- **WAS ZU TUN IST**:
Welche nationalsozialistischen Maßnahmen wurden laut dem Textausschnitt über das Lager Lackenbach dort nicht durchgeführt?

- **TEXTAUSSCHNITT**:
Anhaltelager Lackenbach
Anhaltelager Lackenbach
Das Anhaltelager in Lackenbach bildete das größte nationalsozialistische Zigeunerlager während der NS-Zeit auf österreichischem Boden1 und erfüllte mehrere Zwecke in der „NS-Zigeunerverfolgung“. Zum einen diente es der „Ausgliederung der biologischen Volksschädlinge aus dem deutschen Volkskörper“ und zum anderen spielte der Arbeitszwang eine wesentliche Rolle. Das Lager in Lackenbach hatte aber auch die Funktion als Durchgangslager für österreichische „Zigeuner“, die vor ihrer Deportation in andere Konzentrations- und Vernichtungslager zusammengezogen wurden.2 So schufen die Nationalsozialisten die Möglichkeit, im Falle einer endgültigen Entscheidung in der „Zigeunerfrage“, d.h. im Falle der angeordneten endgültigen Abschiebung in andere KZs und Vernichtungslager in den eroberten Ostgebieten, schnell handeln zu können.3 Weitere nationalsozialistische Maßnahmen wie z. B. Sterilisierungen, wissenschaftliche Experimente oder physische Vernichtung wurden in Lackenbach nicht durchgeführt.4
1 Erika Thurner: Zigeuner im Burgenland – Das Lager Lackenbach. In: Verband Österreichischer Geschichtsvereine (Hg.): Bericht über den siebzehnten österreichischen Historikertag in Eisenstadt veranstaltet vom Verband Österreichischer Geschichtsvereine in der Zeit vom 31. August bis 5. September 1987. Wien: 1989, 112.
2 Gerda Wagner: Die Lager der „Zigeuner“ im Burgenland, 21.
3 Erika Thurner: Die Zigeuner als Opfer nationalsozialistischer Verfolgung in Österreich. Dissertation Universität Salzburg: 1982, 82.
4 Eduard G. Staudinger: Die Zigeuner im Burgenland 1938–1945. In: Stefan Karner (Hg.): Das Burgenland im Jahr 1945. Beiträge zur Landes-Sonderausstellung 1985. Eisenstadt: 1985, 157.

[Gesammelte Dateneinträge]
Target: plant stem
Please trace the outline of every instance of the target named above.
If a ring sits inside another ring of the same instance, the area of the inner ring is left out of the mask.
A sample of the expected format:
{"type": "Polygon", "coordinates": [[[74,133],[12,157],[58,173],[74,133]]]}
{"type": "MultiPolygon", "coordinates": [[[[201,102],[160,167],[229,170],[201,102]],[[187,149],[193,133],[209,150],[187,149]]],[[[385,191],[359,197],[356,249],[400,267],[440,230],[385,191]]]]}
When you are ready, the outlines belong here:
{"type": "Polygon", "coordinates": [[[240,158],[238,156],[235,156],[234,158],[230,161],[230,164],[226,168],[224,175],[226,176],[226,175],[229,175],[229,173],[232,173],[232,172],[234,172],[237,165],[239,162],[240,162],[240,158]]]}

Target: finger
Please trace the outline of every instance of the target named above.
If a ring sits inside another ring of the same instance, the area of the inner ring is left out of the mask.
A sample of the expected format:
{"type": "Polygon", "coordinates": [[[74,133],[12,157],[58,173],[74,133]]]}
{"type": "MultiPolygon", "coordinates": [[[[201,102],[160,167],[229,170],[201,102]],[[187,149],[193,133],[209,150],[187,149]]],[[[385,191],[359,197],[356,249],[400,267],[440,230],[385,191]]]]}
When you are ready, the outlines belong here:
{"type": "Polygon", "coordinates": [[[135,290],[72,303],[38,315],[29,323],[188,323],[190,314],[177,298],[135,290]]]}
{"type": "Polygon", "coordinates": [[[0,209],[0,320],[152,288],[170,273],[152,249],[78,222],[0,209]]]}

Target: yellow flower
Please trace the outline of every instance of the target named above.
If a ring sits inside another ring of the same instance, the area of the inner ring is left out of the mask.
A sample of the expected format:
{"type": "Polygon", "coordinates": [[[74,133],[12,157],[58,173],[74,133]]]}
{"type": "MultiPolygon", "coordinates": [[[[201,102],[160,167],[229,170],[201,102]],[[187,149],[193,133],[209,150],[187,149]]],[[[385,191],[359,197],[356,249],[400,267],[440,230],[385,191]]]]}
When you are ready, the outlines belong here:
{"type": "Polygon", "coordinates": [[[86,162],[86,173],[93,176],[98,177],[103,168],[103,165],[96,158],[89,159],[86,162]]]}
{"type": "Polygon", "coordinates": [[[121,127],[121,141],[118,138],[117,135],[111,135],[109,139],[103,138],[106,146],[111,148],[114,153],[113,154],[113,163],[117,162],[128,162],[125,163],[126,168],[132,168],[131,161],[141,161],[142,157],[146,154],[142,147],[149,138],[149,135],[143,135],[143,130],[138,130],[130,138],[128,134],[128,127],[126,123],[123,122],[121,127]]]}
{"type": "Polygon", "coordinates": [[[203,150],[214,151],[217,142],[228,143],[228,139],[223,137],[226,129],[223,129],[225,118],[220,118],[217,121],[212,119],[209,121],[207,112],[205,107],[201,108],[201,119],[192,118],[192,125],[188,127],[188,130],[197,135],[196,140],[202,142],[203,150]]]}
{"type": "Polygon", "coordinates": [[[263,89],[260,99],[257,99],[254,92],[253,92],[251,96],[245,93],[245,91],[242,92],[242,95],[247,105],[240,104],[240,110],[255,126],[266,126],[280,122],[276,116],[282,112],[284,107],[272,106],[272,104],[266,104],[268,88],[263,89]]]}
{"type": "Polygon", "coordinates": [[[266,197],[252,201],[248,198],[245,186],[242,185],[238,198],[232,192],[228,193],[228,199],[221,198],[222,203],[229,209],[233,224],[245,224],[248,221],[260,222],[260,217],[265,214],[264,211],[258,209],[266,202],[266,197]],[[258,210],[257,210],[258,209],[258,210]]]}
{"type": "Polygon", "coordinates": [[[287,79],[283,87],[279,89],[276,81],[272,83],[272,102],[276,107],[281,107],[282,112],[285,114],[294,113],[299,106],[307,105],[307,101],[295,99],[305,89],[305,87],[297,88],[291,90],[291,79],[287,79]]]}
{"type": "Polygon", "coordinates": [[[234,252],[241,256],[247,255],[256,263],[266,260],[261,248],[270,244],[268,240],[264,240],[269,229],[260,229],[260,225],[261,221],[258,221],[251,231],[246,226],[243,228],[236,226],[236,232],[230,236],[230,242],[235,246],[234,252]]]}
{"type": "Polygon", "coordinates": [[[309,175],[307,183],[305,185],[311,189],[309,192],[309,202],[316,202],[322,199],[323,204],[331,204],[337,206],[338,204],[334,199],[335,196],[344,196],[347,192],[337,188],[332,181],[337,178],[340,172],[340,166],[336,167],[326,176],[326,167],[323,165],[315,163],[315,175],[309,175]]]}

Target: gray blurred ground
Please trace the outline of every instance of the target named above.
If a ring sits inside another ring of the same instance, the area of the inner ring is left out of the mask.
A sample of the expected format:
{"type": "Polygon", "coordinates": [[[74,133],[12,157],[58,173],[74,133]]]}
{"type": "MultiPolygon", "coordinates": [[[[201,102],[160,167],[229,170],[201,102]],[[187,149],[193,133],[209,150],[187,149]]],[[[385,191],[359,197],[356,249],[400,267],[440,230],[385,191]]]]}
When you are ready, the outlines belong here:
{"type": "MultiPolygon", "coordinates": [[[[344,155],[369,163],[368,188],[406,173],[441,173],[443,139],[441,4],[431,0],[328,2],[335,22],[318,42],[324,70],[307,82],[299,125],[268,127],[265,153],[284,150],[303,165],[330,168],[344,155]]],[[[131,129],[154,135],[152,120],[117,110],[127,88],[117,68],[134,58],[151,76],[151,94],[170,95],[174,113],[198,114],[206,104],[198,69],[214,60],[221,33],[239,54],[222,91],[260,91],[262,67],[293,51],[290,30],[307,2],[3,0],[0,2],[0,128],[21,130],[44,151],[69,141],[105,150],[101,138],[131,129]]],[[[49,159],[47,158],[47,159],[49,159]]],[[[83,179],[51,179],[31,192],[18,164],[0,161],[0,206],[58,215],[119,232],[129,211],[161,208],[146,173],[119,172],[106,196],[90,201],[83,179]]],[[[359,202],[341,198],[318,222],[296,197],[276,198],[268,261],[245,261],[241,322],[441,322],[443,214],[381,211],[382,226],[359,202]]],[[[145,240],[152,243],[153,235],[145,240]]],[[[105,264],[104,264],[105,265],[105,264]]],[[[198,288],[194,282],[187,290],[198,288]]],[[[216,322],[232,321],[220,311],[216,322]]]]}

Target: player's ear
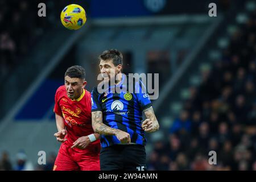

- **FERTIGE AUFGABE**:
Sterilisierungen, wissenschaftliche Experimente und physische Vernichtung.